▶ Given instruction
Please update the listing from the line containing "form [(235, 83)]." through the line containing "[(199, 162), (49, 182), (250, 188), (97, 187)]" by replacing "reference point" with "anchor point" and keeping everything else unchanged. Return only those lines.

Start of Records for this exercise

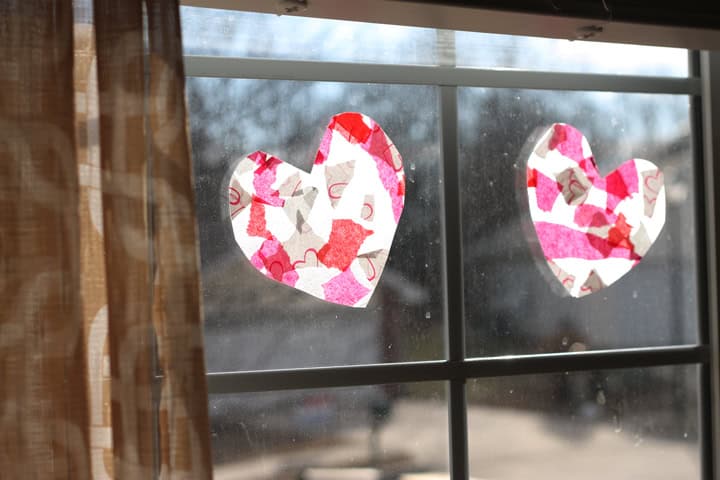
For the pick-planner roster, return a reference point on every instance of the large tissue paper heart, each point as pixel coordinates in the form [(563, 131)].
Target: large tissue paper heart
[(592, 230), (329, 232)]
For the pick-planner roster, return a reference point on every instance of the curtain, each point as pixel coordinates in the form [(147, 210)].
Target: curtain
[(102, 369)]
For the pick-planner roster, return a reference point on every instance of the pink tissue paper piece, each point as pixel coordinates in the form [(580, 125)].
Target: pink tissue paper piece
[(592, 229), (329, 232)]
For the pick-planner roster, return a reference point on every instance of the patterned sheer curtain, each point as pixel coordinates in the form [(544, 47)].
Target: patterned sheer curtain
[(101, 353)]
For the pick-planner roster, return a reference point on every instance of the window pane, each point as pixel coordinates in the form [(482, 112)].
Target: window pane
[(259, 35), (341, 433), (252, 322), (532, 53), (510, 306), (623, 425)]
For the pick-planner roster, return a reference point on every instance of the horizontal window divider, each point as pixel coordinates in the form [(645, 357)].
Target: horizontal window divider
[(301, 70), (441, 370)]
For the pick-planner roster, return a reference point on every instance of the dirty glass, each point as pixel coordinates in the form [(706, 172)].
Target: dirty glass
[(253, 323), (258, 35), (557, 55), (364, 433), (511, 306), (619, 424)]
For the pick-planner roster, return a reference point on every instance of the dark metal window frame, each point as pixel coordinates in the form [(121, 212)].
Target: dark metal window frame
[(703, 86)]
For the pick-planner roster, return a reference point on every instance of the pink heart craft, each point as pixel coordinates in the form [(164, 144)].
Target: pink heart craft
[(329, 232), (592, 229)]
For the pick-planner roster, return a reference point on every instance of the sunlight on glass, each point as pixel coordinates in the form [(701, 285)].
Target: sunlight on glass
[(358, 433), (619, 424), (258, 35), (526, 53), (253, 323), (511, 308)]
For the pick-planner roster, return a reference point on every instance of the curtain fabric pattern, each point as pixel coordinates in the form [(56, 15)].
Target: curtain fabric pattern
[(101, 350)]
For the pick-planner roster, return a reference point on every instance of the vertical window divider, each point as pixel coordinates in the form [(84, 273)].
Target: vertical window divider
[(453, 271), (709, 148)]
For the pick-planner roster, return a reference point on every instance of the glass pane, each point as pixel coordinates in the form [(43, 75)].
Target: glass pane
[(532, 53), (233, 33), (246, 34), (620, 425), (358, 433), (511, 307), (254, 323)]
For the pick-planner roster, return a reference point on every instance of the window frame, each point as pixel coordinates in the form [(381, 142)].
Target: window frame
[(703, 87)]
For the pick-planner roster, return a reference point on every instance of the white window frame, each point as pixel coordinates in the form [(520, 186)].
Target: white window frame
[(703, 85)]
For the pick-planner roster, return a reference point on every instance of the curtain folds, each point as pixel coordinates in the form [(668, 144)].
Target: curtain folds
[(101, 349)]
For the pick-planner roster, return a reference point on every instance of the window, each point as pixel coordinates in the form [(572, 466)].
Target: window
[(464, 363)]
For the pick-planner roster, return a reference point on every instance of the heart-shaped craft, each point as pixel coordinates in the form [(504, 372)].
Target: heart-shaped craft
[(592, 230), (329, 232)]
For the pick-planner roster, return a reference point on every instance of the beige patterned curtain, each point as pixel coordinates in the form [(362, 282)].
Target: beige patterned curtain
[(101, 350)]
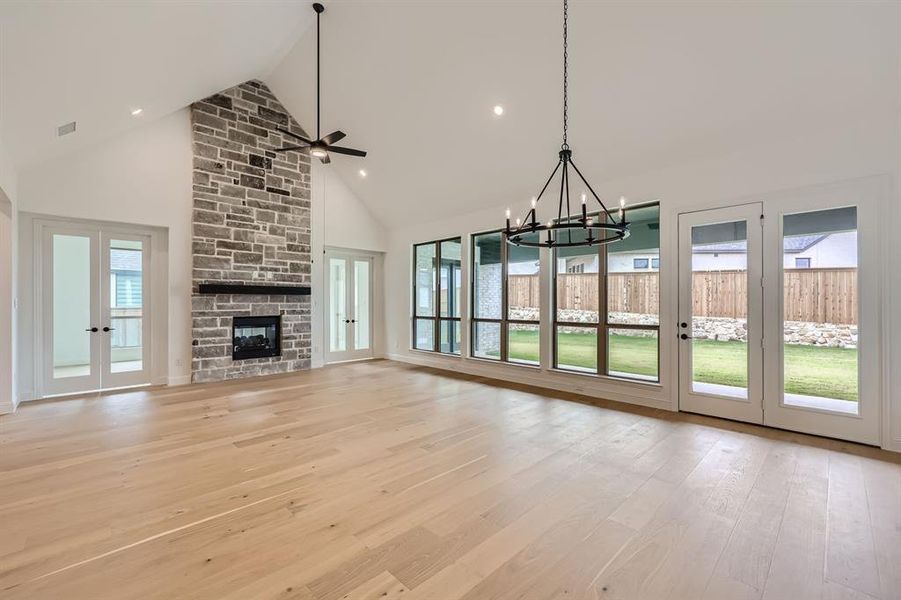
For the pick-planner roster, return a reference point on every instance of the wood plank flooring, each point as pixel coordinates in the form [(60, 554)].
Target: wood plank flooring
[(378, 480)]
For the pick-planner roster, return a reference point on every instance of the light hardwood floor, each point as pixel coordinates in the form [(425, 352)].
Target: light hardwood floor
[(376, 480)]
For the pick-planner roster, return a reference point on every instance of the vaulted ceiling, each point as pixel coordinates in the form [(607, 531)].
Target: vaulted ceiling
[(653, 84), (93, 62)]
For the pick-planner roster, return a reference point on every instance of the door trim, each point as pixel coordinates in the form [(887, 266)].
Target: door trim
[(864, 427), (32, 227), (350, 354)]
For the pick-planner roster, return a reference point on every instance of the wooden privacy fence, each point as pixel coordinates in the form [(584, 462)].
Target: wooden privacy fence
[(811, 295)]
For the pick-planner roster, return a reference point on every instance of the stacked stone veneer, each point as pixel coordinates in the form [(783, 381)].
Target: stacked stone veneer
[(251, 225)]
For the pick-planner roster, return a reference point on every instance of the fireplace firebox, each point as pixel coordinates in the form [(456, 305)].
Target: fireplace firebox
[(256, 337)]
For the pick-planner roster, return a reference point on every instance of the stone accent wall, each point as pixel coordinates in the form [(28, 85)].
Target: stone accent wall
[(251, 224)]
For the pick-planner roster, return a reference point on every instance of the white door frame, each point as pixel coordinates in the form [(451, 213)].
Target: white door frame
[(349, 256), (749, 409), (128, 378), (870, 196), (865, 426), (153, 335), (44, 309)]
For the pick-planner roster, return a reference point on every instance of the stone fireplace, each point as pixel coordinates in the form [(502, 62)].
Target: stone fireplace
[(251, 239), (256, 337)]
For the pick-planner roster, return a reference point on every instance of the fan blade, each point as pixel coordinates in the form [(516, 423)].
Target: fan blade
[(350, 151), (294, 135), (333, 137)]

End of Records for this exercise
Start of Records for this exercise

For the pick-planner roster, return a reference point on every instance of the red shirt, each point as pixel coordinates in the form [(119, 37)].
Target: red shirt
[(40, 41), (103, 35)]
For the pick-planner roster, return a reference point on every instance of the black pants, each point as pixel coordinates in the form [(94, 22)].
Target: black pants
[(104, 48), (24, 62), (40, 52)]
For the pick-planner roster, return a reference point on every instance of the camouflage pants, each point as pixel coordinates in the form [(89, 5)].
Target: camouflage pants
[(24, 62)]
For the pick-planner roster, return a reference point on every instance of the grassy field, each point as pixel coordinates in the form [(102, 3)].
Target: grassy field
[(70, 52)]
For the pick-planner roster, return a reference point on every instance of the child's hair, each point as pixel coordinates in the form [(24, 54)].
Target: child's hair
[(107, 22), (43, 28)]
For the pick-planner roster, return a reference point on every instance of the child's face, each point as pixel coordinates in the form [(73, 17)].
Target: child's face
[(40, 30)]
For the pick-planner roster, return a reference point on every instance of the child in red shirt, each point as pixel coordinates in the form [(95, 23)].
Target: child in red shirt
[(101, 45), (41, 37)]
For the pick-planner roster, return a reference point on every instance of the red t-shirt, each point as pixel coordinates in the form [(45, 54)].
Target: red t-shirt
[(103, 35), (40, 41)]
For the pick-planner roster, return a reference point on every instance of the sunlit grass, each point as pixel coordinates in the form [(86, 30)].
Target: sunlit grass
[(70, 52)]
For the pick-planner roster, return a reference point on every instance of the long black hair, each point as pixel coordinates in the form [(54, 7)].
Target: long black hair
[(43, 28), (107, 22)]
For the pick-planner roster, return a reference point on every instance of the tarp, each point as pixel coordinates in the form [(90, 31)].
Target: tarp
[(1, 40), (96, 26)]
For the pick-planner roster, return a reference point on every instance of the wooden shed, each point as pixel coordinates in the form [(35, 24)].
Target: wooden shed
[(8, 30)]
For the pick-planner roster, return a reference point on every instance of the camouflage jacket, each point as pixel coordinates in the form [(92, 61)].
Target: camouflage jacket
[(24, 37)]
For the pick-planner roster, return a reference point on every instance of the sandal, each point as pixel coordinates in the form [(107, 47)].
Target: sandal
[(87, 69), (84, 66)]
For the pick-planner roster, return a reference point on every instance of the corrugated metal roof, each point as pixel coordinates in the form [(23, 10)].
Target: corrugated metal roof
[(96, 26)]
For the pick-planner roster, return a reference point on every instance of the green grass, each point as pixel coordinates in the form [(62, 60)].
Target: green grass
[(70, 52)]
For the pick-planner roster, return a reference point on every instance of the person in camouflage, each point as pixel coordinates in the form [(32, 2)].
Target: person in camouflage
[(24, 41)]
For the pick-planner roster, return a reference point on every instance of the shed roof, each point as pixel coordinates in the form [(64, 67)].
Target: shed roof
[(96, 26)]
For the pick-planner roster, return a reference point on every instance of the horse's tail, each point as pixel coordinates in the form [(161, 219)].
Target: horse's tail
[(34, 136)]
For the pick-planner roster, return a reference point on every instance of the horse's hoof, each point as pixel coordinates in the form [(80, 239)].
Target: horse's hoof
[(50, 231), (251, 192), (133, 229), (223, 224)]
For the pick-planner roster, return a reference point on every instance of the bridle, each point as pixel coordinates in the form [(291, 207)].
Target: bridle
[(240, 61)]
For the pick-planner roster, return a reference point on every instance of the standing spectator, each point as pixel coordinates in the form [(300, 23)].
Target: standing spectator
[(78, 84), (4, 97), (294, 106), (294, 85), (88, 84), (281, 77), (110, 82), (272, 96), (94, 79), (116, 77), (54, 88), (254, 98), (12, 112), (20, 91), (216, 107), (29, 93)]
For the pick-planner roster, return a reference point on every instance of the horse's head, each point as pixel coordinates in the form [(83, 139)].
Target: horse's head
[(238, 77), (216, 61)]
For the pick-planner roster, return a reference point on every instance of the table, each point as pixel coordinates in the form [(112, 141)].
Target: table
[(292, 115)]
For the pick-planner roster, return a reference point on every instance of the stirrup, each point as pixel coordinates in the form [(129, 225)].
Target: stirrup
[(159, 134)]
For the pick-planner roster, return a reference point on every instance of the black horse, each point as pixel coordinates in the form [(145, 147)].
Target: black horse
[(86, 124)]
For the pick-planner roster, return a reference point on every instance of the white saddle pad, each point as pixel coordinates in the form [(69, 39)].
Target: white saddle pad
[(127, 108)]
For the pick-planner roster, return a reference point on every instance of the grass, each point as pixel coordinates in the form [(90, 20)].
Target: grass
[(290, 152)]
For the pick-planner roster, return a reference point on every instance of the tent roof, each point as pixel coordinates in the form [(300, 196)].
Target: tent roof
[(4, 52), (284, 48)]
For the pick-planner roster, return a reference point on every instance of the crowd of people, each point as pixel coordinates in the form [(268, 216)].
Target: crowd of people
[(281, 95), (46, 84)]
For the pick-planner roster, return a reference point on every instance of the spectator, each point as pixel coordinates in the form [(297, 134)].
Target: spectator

End of Records for this exercise
Start of Records for this exercise

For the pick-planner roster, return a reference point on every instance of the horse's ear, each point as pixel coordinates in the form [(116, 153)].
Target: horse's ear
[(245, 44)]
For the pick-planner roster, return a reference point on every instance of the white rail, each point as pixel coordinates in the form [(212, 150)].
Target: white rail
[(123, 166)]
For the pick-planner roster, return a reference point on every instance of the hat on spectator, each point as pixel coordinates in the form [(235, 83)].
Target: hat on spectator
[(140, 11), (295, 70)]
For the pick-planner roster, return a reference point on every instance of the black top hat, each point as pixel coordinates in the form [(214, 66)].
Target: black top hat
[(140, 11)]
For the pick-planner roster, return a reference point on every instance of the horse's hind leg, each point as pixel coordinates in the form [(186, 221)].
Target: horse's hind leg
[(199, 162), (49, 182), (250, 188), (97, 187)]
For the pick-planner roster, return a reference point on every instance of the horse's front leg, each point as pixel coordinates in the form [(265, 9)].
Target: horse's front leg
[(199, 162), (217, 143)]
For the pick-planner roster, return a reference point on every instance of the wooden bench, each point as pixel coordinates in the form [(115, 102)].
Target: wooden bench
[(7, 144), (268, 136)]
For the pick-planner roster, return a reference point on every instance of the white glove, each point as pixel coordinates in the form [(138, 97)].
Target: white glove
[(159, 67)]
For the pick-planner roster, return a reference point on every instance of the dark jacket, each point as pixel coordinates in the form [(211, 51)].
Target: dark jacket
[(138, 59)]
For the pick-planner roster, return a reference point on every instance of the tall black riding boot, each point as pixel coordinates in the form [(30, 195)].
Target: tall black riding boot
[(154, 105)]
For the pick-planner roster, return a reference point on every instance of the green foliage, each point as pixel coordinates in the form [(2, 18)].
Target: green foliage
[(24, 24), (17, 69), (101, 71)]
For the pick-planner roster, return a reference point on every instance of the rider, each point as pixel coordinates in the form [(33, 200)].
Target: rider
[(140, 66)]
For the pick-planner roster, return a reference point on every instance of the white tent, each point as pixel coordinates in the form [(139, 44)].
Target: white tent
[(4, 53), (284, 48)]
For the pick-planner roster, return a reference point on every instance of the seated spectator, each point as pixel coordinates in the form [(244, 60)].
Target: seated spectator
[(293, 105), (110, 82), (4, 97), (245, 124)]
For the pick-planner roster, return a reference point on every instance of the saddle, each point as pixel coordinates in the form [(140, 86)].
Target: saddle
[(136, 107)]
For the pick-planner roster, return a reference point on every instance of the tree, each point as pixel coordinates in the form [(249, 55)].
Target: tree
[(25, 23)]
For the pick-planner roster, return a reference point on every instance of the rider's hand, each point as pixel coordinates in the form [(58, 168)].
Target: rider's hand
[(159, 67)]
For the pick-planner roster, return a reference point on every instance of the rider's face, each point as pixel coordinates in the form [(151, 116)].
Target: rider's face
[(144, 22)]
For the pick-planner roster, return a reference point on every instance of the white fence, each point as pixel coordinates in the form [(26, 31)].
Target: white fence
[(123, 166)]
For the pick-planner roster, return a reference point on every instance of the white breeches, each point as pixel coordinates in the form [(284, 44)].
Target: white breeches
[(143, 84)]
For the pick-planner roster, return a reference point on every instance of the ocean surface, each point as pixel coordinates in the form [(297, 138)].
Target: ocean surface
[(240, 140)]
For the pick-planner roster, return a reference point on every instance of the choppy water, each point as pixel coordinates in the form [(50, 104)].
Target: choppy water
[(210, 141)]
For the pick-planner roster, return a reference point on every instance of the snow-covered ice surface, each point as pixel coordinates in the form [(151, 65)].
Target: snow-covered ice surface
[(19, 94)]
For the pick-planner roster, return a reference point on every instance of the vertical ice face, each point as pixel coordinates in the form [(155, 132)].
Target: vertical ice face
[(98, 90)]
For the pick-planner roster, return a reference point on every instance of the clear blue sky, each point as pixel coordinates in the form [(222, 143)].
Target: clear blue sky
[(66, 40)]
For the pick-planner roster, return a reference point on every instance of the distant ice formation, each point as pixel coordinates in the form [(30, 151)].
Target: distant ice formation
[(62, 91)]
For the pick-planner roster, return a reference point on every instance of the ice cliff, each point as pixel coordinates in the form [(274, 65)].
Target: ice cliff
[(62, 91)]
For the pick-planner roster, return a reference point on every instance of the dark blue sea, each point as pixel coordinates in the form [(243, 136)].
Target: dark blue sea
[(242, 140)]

End of Records for this exercise

▶ Task solution
For the pick-planner roster, return a anchor point on every instance of the hat on spectator, each point as pixel coordinates in the form [(235, 83)].
Target: hat on spectator
[(140, 11), (295, 70)]
For the pick-planner roster, return a anchor point on every instance of the black top hat, each point as pixel coordinates in the form [(214, 66)].
Target: black top hat
[(140, 11)]
For the pick-planner roster, return a anchor point on every instance of the horse's hind leg, each point as pixel coordinates in the form [(186, 221)].
Target: horse's hind leg
[(199, 162), (49, 182), (250, 188), (97, 187)]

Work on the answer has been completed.